> ENTRIES PROVIDED:
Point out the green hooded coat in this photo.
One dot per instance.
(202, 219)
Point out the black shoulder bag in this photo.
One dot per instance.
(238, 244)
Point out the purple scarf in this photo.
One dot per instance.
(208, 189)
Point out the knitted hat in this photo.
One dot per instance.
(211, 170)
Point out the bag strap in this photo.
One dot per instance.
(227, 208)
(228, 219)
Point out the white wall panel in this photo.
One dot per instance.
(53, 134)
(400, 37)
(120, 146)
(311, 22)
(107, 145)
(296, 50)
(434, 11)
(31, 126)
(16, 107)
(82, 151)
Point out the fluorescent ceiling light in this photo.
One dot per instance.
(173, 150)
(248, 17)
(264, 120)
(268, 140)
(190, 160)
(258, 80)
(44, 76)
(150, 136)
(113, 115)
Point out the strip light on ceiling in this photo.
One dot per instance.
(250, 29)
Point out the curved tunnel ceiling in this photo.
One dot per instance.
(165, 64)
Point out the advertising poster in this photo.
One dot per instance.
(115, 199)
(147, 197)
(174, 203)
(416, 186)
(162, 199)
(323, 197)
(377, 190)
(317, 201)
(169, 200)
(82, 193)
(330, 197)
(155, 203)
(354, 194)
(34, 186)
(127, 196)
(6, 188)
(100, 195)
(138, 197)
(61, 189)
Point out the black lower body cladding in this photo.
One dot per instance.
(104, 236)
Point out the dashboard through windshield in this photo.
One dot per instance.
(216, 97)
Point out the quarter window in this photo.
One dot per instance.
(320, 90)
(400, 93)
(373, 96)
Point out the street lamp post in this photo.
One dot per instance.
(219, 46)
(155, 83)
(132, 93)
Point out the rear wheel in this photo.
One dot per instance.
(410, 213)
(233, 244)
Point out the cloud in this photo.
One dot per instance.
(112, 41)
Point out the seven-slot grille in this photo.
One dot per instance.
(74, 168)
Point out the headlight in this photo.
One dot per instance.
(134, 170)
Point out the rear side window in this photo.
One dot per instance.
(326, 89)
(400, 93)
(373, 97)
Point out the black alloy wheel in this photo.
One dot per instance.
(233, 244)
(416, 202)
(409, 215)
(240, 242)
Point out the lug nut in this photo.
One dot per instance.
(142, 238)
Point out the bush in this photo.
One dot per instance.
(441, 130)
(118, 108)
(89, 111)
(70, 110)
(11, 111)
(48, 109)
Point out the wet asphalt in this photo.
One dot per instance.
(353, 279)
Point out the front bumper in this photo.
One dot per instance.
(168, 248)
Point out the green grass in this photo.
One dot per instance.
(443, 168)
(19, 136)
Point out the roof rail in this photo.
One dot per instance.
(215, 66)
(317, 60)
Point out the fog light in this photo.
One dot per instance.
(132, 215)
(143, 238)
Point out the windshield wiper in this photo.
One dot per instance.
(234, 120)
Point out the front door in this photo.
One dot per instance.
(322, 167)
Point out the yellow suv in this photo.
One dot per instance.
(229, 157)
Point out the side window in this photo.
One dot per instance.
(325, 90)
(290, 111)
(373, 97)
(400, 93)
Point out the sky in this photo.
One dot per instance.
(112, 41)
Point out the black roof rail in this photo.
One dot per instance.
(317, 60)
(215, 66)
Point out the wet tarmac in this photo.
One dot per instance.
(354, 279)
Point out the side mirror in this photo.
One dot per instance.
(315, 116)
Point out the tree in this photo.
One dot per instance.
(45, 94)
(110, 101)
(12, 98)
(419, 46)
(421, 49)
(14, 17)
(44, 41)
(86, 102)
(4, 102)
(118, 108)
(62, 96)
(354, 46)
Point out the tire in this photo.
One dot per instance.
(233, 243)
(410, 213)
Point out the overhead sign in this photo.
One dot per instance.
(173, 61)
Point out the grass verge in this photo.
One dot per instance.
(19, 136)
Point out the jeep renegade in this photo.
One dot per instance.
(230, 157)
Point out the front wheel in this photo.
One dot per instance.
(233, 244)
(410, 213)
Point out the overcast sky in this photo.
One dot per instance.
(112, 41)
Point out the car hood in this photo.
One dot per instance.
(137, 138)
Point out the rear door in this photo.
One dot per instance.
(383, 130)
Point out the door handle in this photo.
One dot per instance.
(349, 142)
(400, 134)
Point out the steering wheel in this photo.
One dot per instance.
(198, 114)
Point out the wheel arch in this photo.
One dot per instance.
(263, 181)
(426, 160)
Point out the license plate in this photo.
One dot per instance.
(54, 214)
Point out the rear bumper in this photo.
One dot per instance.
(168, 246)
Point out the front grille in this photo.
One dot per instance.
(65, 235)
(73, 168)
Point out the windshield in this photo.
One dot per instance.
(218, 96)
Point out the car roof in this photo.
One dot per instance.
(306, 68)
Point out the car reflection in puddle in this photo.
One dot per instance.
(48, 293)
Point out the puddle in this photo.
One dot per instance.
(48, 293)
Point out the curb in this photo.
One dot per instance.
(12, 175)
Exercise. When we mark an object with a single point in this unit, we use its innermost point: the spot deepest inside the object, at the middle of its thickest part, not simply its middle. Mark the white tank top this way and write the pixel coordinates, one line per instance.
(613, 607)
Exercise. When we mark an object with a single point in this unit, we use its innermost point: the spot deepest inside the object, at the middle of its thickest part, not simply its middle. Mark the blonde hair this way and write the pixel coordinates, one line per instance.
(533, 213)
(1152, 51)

> YOUR OBJECTIVE: Only an exact copy of the listing above, from its first line up to and including the line with "Point out the bag strap in this photo.", counts as the answer.

> TASK RESULT:
Point out the green hooded coat in this photo.
One dot per instance.
(202, 219)
Point out the black shoulder bag in this photo.
One dot per instance.
(238, 244)
Point out the purple scarf in this photo.
One dot per instance.
(208, 189)
Point out the knitted hat in this photo.
One dot per instance.
(211, 170)
Point out the bag strap in this photo.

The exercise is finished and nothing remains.